» Source extract
End of the 2016-17 school year


-2. I always enjoy writing my end of school year post. It’s a great way of wrapping my head around all that has happened during the last ten months.

-1. It’s the last day of school – what a difference a year makes! This time last June I was finishing off a ten-year tenure at my previous school, eager for a new beginning. Well, this year was eventful, to say the least. No lie, part of me is surprised that I actually survived it.

0.  I should start with how whiteboarding transformed my instruction this year. I’ve had small, desk-sized whiteboards for years, but usually only pulled them out for review. After Alex Overwijk’s session last year at TMC16, I knew that I had to use some VNPS and VRG this year. It only took until March, but I did. I dabbled with creating flow and it was  a game changer!

1. All the classrooms are shared at my school so this is a stretch, but I’m thinking of completely defronting my classroom next year. It probably won’t fly next year, but I want my desk in the middle of the room.

2. After I hit my groove with the large whiteboards, it was all downhill from there. We dry-erased ourselves to death. I was also lucky enough to have desks in my room that are dry-erase friendly. I also picked up these sheets, which came in handy while sketching trigonometric and polynomial functions.

3. Through all of this, I discovered the immense learning value and functionality in dry erase. Kids were far more willing to get an answer wrong, to take risks. They knew their work wasn’t permanent. In fact, not only was it easy to edit their work, it was downright fun at times. At a deeper level, they stopped caring so much about being wrong.

» Stated problem A
In the end-of-year post, whose session at TMC16 led the writer to decide on using VNPS and VRG?
» Stated problem B
Decide whether each statement agrees with the end-of-year post, and quote the words that settle it: (i) The writer had spent ten years at the previous school. (ii) The writer began using the large whiteboards at the start of the school year. (iii) The desks in the writer's room could be written on with dry-erase markers.

» Stored rows

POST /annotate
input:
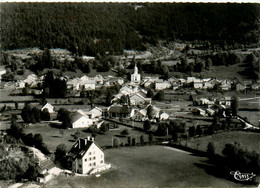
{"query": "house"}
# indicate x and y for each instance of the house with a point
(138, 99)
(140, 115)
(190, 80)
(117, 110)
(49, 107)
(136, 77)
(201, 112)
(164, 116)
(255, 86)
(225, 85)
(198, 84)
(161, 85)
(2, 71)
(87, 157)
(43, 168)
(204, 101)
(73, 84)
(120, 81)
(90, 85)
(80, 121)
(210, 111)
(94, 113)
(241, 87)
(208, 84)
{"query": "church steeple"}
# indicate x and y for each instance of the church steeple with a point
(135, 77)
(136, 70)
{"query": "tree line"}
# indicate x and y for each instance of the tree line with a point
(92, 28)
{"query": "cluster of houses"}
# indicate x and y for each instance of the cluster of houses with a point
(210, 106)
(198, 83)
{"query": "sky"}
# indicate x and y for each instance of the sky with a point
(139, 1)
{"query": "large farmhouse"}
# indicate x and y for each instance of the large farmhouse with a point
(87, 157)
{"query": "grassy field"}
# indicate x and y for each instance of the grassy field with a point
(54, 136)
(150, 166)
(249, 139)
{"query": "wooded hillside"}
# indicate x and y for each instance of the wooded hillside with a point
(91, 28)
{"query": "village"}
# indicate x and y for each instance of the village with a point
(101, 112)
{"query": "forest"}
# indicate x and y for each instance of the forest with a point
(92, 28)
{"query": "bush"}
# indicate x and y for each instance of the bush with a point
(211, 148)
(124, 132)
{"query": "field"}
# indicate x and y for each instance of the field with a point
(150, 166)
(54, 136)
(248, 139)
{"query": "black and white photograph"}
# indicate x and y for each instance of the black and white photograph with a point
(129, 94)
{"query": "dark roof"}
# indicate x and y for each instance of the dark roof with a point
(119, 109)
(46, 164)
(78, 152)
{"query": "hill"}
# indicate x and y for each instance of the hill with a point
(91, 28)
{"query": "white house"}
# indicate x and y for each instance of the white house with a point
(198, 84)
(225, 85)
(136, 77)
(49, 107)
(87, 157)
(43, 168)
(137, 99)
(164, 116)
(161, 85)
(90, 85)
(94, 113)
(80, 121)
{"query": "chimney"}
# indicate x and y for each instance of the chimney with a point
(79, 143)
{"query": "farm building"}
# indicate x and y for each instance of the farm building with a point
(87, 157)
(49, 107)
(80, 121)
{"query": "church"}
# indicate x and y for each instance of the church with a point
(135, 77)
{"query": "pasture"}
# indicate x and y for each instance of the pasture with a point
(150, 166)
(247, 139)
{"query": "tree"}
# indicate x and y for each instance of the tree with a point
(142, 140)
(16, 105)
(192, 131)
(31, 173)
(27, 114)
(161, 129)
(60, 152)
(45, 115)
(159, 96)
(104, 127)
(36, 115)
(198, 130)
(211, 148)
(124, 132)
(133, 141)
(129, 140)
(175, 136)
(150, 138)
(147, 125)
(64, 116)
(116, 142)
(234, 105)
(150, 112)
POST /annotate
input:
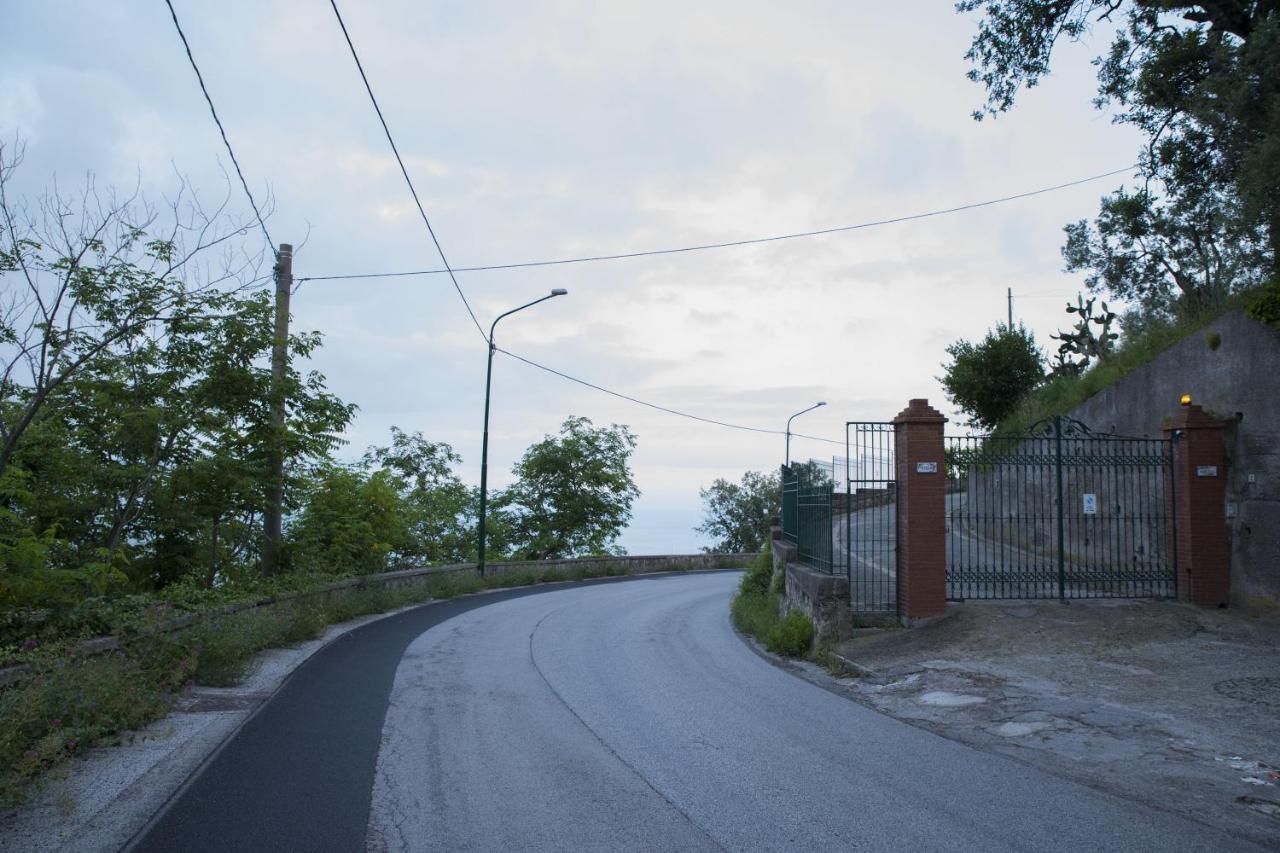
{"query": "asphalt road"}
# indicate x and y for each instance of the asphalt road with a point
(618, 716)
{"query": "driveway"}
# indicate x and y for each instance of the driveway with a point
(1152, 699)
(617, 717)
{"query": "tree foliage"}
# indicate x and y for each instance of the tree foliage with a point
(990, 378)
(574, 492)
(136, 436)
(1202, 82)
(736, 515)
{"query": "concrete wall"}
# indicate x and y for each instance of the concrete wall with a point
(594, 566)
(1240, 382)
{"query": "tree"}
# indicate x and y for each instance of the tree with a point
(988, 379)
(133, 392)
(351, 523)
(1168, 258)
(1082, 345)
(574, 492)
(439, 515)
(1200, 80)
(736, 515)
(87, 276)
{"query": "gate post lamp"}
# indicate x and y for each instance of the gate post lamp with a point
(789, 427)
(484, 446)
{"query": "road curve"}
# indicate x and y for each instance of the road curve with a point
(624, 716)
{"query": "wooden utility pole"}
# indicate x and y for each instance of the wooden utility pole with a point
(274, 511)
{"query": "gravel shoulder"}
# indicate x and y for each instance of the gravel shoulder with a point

» Right answer A
Alex Overwijk's session.

» Right answer B
(i) Yes: "finishing off a ten-year tenure at my previous school"
(ii) No: "It only took until March, but I did."
(iii) Yes: "I was also lucky enough to have desks in my room that are dry-erase friendly."